Natural language region descriptions:
※
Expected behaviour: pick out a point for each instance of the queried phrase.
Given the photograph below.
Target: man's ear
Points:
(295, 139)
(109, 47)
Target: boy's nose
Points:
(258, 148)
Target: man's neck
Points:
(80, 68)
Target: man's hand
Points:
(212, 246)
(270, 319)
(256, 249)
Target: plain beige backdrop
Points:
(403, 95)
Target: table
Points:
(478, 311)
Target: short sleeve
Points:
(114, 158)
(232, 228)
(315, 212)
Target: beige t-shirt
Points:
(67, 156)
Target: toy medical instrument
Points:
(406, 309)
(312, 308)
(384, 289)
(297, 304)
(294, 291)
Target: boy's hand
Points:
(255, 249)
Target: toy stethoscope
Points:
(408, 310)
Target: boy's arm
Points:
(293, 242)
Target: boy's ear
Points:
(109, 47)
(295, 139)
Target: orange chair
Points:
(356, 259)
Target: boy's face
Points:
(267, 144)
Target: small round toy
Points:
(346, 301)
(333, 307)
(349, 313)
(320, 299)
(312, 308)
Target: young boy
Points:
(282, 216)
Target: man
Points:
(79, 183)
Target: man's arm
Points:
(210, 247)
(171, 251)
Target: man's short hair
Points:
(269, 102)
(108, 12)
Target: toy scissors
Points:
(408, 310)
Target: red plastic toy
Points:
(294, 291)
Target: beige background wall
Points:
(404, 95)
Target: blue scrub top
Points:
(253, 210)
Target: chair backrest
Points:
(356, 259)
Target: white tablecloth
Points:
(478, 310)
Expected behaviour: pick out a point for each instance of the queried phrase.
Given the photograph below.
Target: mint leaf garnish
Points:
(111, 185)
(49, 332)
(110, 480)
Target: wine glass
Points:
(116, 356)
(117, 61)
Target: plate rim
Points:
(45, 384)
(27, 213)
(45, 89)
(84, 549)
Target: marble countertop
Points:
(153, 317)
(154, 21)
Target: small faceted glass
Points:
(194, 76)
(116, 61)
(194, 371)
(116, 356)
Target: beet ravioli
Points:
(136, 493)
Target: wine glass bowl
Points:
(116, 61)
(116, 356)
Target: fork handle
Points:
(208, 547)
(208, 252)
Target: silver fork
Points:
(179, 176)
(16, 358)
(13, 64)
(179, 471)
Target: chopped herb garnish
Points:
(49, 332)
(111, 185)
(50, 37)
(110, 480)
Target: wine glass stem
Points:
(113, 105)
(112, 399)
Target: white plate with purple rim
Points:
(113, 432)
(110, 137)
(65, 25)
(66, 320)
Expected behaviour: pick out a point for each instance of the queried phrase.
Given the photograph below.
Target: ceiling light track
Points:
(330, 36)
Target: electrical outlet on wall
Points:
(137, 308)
※
◆ Instructions to follow
Look through the data above and return exactly the lines from the one that contains "Target: boy's hand" to the one that contains "Target: plate rim", inclusive, with nothing else.

◆ Output for this exercise
Target: boy's hand
Points:
(255, 249)
Target: toy stethoscope
Points:
(408, 310)
Target: boy's arm
Points:
(293, 242)
Target: boy's ear
Points:
(109, 47)
(295, 139)
Target: orange chair
Points:
(356, 259)
Target: boy's face
Points:
(267, 144)
Target: small round toy
Points:
(346, 301)
(333, 307)
(349, 313)
(320, 299)
(312, 308)
Target: young boy
Points:
(282, 216)
Target: man
Points:
(79, 183)
Target: man's arm
Points:
(210, 247)
(171, 251)
Target: man's short hair
Points:
(269, 102)
(108, 12)
Target: toy scissors
Points:
(408, 310)
Target: red plastic toy
Points:
(294, 291)
Target: beige background wall
Points:
(404, 95)
Target: blue scrub top
Points:
(253, 210)
Target: chair backrest
Points:
(356, 259)
Target: white tablecloth
Points:
(478, 310)
Expected behaviour: pick out a point for each instance of the queried phrase.
Given the photograph below.
Target: mint leaf garnish
Points:
(111, 185)
(49, 332)
(110, 480)
Target: wine glass
Points:
(116, 356)
(117, 61)
Target: plate rim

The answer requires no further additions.